**What is needed**
The data below calls for an exact copy.

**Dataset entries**
Segment Open

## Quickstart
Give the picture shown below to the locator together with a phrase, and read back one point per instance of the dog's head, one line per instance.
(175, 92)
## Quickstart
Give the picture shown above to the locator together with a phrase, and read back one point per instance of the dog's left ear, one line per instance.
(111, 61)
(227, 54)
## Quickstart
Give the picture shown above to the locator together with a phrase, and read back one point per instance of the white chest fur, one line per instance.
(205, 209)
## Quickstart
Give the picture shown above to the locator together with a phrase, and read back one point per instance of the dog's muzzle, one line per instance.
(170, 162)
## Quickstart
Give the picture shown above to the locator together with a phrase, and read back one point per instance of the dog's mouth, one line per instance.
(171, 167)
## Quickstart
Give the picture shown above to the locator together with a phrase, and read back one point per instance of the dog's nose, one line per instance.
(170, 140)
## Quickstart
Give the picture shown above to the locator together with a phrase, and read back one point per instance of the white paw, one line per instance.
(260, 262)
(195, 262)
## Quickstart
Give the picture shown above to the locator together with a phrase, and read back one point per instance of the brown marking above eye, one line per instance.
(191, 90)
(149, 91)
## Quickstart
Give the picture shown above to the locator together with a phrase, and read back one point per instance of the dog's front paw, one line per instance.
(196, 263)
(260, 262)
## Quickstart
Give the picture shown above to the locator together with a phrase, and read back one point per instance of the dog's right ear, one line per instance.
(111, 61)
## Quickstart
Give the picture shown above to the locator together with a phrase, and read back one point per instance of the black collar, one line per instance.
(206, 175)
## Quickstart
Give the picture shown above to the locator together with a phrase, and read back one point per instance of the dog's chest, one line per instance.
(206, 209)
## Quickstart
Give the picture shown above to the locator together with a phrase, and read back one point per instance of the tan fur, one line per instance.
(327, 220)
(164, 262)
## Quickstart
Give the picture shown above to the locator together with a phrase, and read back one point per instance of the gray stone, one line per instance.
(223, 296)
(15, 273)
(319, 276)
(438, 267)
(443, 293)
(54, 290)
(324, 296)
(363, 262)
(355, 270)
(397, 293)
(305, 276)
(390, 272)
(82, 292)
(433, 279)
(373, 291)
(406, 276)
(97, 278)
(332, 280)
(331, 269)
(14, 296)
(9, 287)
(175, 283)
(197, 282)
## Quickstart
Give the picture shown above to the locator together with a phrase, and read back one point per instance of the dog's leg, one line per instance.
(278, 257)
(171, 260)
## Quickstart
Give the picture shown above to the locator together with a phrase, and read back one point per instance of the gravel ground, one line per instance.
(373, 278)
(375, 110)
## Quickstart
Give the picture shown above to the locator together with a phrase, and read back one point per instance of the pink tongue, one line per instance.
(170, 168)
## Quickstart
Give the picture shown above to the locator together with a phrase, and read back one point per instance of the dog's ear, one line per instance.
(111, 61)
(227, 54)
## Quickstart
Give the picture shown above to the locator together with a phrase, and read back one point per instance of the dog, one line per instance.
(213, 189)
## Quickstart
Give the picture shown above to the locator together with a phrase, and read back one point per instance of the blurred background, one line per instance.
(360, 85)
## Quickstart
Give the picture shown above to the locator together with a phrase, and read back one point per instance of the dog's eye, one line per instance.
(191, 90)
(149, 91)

Segment Closed

**Task result**
## Quickstart
Give the picture shown below to the locator together with a phrase, and read back one point per instance of the dog's head, one line per instance.
(175, 92)
## Quickstart
Give the picture shown above to the locator together with a phrase, and read back one point per instance of the dog's left ear, one line per instance.
(111, 61)
(227, 54)
## Quickstart
Give the picture shown above to the locator together with a phrase, and read back one point per instance of the white chest fur, one line per instance.
(205, 209)
## Quickstart
Give the picture shown above to the locator together with a phrase, and read back one point per instance of the dog's muzzle, one line per instance.
(170, 162)
## Quickstart
Give the picture shown above to the locator together with a phrase, and read back one point per instance of the dog's mouth, one line per instance.
(171, 167)
## Quickstart
Give the picture shown above to the locator together with a phrase, and read back one point per instance of the dog's nose, one line per instance.
(170, 140)
## Quickstart
Give the picture shown above to the locator together with a phrase, and read back one point per instance of the white paw, one line per instance.
(260, 262)
(195, 262)
## Quickstart
Give the picture shown above to the locator together with a phrase, and read back one point per instance of the brown marking above eye, one line per instance.
(191, 90)
(149, 91)
## Quickstart
Give the picture shown above to the locator together with a phrase, and read back one point per instance of the dog's front paw, one line per instance.
(196, 263)
(260, 262)
## Quickstart
Give the picture shown above to the locator together with a phrase, and read back one point per instance of the dog's right ear, one line per instance.
(111, 61)
## Quickstart
Give the picture shown above to the locator together with a phrase, and read back one point per instance of the black collar, one line per instance.
(206, 175)
## Quickstart
Give the picture shown above to the locator together with a phrase, and read back one point per instance of the dog's chest, one line per instance.
(206, 209)
## Quickstart
Give the picture shown above to the locator together with a phrase, and read back one point per instance of the tan fur, one line per instance.
(327, 220)
(164, 262)
## Quickstart
Give the picture shown above to the locator together with a phrase, and read back one point per instance of the gray stone, one line per instance.
(223, 296)
(15, 273)
(319, 276)
(438, 267)
(443, 293)
(54, 290)
(324, 296)
(363, 262)
(355, 270)
(397, 293)
(305, 276)
(390, 272)
(82, 292)
(433, 279)
(373, 291)
(406, 276)
(97, 278)
(332, 280)
(331, 269)
(14, 296)
(9, 287)
(175, 283)
(197, 282)
## Quickstart
Give the picture shown above to the locator together with a phrase, and read back one point per instance of the dog's leg, one line per instance.
(278, 257)
(171, 260)
## Quickstart
Give the picture shown above to the locator together with a phrase, and read back one point per instance of the gravel ground, one line per instance.
(373, 278)
(375, 110)
## Quickstart
Give the picture shown above to the locator together with a phrase, and read back one point per instance of the pink tongue, one line per instance.
(170, 168)
## Quickstart
Give the picture shown above to the locator together with a phrase, and read back one point per instance of the dog's ear, one line per instance.
(111, 61)
(227, 54)
## Quickstart
Give the picture shown above to the locator together with a phrase, and read back one point per instance of the dog, one line per instance.
(213, 189)
## Quickstart
Give the picture shown above to the locator together with a phrase, and read back one point per instance of the blurred background, one line per instance.
(360, 85)
## Quickstart
Give the picture shown above to the locator together with a phrase, and read back one point per instance of the dog's eye, one line per instance.
(191, 90)
(149, 91)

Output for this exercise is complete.